## GIVEN REQUEST
Restate the listing below word for word, omitting any images.

## EXERCISE MATERIAL
•••••

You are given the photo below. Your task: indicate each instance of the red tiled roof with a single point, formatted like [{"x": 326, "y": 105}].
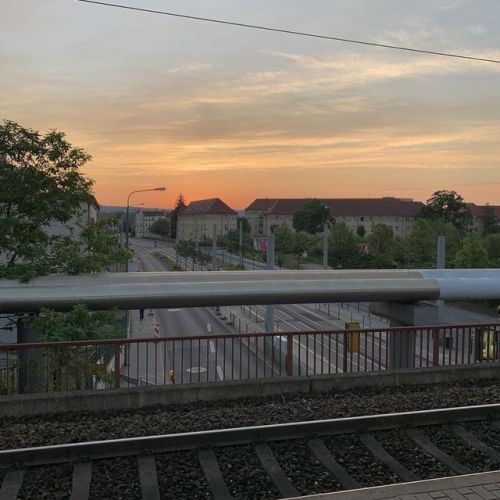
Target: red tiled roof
[
  {"x": 478, "y": 210},
  {"x": 211, "y": 206},
  {"x": 352, "y": 206},
  {"x": 261, "y": 204}
]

•••••

## EXERCISE RESPONSE
You are given the photo below. Your task: indicate each instance of the red tiled roof with a single point, formatted like [{"x": 326, "y": 105}].
Target: red tiled roof
[
  {"x": 478, "y": 210},
  {"x": 211, "y": 206},
  {"x": 352, "y": 206},
  {"x": 261, "y": 204}
]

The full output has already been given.